── Recorded data ──
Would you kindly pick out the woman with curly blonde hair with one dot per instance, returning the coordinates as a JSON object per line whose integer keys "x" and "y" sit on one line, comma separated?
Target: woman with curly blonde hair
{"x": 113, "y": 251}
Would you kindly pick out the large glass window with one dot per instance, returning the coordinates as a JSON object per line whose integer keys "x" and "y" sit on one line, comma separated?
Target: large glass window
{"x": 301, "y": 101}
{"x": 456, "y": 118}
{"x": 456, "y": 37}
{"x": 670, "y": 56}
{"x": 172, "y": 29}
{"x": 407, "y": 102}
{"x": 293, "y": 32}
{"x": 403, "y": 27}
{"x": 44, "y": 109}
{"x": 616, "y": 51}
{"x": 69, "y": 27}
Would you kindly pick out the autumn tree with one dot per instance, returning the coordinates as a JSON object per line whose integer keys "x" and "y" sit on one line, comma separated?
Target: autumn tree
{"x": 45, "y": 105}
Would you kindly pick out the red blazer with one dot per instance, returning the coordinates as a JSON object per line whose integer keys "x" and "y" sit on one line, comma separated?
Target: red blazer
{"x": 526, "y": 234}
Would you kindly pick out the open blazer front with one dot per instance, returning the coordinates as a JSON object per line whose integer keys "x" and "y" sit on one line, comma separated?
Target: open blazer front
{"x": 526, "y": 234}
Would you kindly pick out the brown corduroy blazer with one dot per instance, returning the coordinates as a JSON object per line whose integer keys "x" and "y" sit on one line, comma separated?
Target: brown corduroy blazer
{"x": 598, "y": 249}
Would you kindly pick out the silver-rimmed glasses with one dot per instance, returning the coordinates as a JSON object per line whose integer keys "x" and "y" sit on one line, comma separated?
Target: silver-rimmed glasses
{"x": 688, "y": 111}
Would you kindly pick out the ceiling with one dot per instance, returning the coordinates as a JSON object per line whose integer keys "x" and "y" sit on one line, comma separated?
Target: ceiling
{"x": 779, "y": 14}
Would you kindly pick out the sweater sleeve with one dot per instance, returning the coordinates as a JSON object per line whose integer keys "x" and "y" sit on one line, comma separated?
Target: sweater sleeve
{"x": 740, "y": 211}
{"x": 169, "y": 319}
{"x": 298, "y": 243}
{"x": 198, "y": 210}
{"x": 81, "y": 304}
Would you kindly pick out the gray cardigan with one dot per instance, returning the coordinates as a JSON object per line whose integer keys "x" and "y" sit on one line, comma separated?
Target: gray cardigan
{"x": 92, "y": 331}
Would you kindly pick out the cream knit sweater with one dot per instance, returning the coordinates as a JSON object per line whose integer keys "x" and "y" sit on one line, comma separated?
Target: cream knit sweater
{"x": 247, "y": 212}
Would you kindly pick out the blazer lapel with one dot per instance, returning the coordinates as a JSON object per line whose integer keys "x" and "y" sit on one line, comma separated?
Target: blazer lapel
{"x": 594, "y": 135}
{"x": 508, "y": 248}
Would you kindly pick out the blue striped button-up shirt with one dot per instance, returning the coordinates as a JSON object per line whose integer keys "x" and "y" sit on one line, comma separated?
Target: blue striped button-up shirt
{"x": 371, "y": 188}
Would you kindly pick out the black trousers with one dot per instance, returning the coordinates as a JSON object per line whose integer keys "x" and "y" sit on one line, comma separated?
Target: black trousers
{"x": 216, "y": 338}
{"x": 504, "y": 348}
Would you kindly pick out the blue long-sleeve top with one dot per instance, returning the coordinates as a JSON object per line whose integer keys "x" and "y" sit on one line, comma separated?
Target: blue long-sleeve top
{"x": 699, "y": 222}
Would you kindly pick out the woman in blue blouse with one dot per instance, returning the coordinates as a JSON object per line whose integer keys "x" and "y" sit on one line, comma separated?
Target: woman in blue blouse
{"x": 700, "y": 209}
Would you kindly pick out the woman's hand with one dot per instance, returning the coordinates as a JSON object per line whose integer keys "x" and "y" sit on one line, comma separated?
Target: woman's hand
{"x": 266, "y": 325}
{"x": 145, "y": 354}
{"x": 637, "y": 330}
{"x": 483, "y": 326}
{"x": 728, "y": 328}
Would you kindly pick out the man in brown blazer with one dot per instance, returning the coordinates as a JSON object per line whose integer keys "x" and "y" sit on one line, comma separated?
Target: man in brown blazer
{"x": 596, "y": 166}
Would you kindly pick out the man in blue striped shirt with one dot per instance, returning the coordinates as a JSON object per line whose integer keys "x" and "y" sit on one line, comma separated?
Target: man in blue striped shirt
───
→ Written exercise
Reproduce all of the items above verbatim, character for character, in their original line order.

→ Solution below
Would you kindly pick out the woman with curly blonde hair with one dot per instance, returning the coordinates as a JSON object per line whose integer keys "x" and "y" sit on one line, comma separated?
Target: woman with curly blonde hair
{"x": 113, "y": 251}
Would you kindly pick out the large glass window with one dot per instance, returning the coordinates as a JSON object per line whose integer keys "x" and "y" sit on one line, comma separated?
Target: large glass window
{"x": 301, "y": 101}
{"x": 456, "y": 118}
{"x": 456, "y": 37}
{"x": 670, "y": 56}
{"x": 172, "y": 29}
{"x": 407, "y": 102}
{"x": 293, "y": 32}
{"x": 403, "y": 27}
{"x": 44, "y": 109}
{"x": 616, "y": 51}
{"x": 69, "y": 27}
Would you kindly pick out the autumn tree with one dot per instance, returning the coordinates as a JSON object per line whose integer keys "x" and "y" sit on one line, comma separated?
Target: autumn tree
{"x": 45, "y": 105}
Would you kindly pick out the red blazer with one dot per instance, returning the coordinates as a JSON object per line whose integer keys "x" and "y" sit on one line, comma separated?
Target: red blazer
{"x": 526, "y": 234}
Would you kindly pick out the open blazer front with one dot per instance, returning the coordinates as a JSON object per line whose integer keys "x" and "y" sit on one line, comma separated?
Target: open blazer front
{"x": 526, "y": 234}
Would you kindly pick out the brown corduroy blazer with one dot per instance, returning the coordinates as a JSON object per line whose integer keys "x" and "y" sit on one line, comma separated?
Target: brown corduroy blazer
{"x": 598, "y": 249}
Would you kindly pick out the silver-rimmed glasses with one dot per instance, returning the coordinates as a JSON object per line whose integer keys "x" and "y" sit on one line, comma separated?
Target: silver-rimmed glasses
{"x": 688, "y": 111}
Would you kindly pick out the ceiling with one dot per instance, returning the coordinates as a JSON object per line whose integer keys "x" and "y" sit on one line, comma separated?
Target: ceiling
{"x": 779, "y": 14}
Would you kindly pick out the sweater sleeve with one dot per instance, returning the coordinates as a JSON object per line whose integer keys "x" and "y" sit on one line, comma separated?
Target: sweater sleeve
{"x": 740, "y": 211}
{"x": 169, "y": 319}
{"x": 298, "y": 243}
{"x": 198, "y": 210}
{"x": 81, "y": 304}
Would you kindly pick out the gray cardigan with one dot per instance, returning the coordinates as a JSON object per line whose integer keys "x" and "y" sit on one line, comma separated?
Target: gray cardigan
{"x": 92, "y": 331}
Would you kindly pick out the cream knit sweater with one dot per instance, returning the coordinates as a JSON object per line whose integer keys "x" and "y" sit on one line, comma separated?
Target: cream knit sweater
{"x": 247, "y": 212}
Would you kindly pick out the blazer lapel with one dot per instance, returning the coordinates as a JSON object per line whose integer keys "x" and "y" sit on one line, comma separated?
Target: blazer lapel
{"x": 594, "y": 135}
{"x": 508, "y": 248}
Would you kindly pick out the blue striped button-up shirt with one dot per instance, returning the coordinates as a JSON object per line whose integer keys "x" and "y" sit on one line, comma separated?
Target: blue striped button-up shirt
{"x": 371, "y": 188}
Would you kindly pick out the black trousers with one dot per instance, returning the coordinates as a JSON object per line whose integer keys "x" and "y" sit on one line, comma separated?
Target: black trousers
{"x": 216, "y": 338}
{"x": 504, "y": 348}
Would you kindly pick out the blue long-sleeve top with one dot per instance, returning the coordinates as a JSON object per line whose integer keys "x" and "y" sit on one line, comma separated?
Target: blue long-sleeve top
{"x": 699, "y": 222}
Would you kindly pick out the woman in blue blouse with one dot per instance, returning the coordinates as a JSON object per line whose integer keys "x" and "y" sit on one line, comma separated?
Target: woman in blue blouse
{"x": 700, "y": 209}
Would you kindly pick out the woman's hand with one dot per instance, returning the coordinates as a JSON object per line whose integer keys "x" and "y" sit on one line, comma separated?
Target: woman's hand
{"x": 266, "y": 325}
{"x": 145, "y": 354}
{"x": 637, "y": 330}
{"x": 483, "y": 326}
{"x": 728, "y": 328}
Would you kindly pick out the man in brown blazer with one dot per instance, returning the coordinates as a JSON object per line whose integer keys "x" and "y" sit on one line, comma separated?
Target: man in brown blazer
{"x": 596, "y": 166}
Would you kindly pick out the man in blue striped shirt with one dot per instance, returning the coordinates as a JSON object per line whose integer keys "x" and "y" sit on one line, comma separated?
Target: man in blue striped shirt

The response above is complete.